Thank you both - Laurie & Mary - for responding to my post. I wish you both the best & appreciate u taking the time to help me!
The stages are not any different whether the cause is alcohol related or not. The following is a good summary of cirrhosis:
•Cirrhosis is a condition in which the liver slowly deteriorates and malfunctions due to chronic injury. Scar tissue replaces normal, healthy liver tissue, preventing the liver from working as it should.
•In the United States, heavy alcohol consumption and chronic hepatitis C have been the most common causes of cirrhosis. Obesity is becoming a common cause of cirrhosis, either as the sole cause or in combination with alcohol, hepatitis C, or both. Many people with cirrhosis have more than one cause of liver damage.
•Other causes of cirrhosis include hepatitis B, hepatitis D, and autoimmune hepatitis; diseases that damage or destroy bile ducts, inherited diseases, and nonalcoholic fatty liver disease; and drugs, toxins, and infections.
•Many people with cirrhosis have no symptoms in the early stages of the disease. As the disease progresses, symptoms may include weakness, fatigue, loss of appetite, nausea, vomiting, weight loss, abdominal pain and bloating, itching, and spiderlike blood vessels on the skin.

*Prompt A*: In the cirrhosis text, what replaces normal, healthy liver tissue?
*Prompt B*: Write a continuation of the cirrhosis text that picks up after its final sentence.

*Extracted data*:
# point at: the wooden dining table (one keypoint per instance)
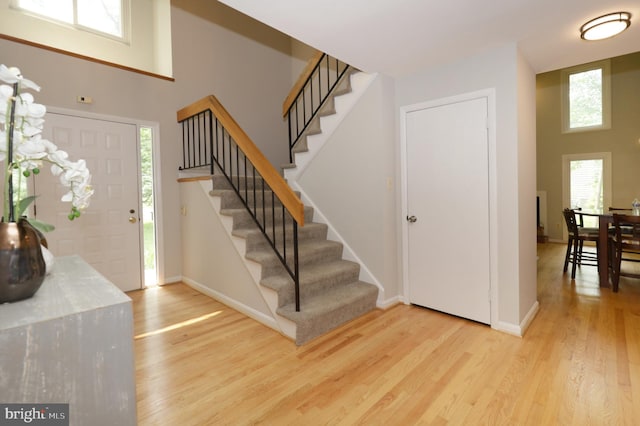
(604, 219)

--

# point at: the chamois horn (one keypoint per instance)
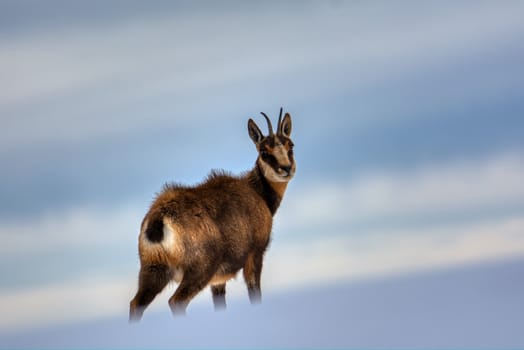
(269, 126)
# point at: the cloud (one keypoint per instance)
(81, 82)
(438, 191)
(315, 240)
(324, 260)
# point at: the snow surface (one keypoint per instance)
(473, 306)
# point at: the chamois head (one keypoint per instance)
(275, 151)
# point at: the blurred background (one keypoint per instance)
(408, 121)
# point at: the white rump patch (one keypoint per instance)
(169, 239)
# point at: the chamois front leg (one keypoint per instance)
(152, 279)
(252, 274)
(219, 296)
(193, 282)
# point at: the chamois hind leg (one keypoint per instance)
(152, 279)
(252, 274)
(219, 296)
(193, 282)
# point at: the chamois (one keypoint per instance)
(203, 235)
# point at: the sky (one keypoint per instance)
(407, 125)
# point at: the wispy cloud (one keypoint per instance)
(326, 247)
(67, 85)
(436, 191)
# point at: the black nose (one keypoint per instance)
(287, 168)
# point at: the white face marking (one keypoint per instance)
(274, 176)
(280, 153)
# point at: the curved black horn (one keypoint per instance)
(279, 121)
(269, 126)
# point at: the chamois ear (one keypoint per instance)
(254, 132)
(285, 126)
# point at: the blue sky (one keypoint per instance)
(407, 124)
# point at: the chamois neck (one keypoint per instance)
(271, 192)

*Final answer A*: Scar tissue.

*Final answer B*:
•As liver function deteriorates, one or more complications may develop. In some people, complications may be the first signs of the disease.
•The goals of treatment are to stop the progression of scar tissue in the liver and prevent or treat complications.
•Treatment for cirrhosis includes avoidance of alcohol and other drugs, nutrition therapy, and other therapies that treat specific complications or causes of the disease.
•Hospitalization may be necessary for cirrhosis with complications.
•A liver transplant is considered when complications of cirrhosis cannot be controlled by treatment.
I'm assuming your mother is following a strict diet and not consuming medications such as acetominophen and not consuming alcohol. Are her symptoms being treated effectively?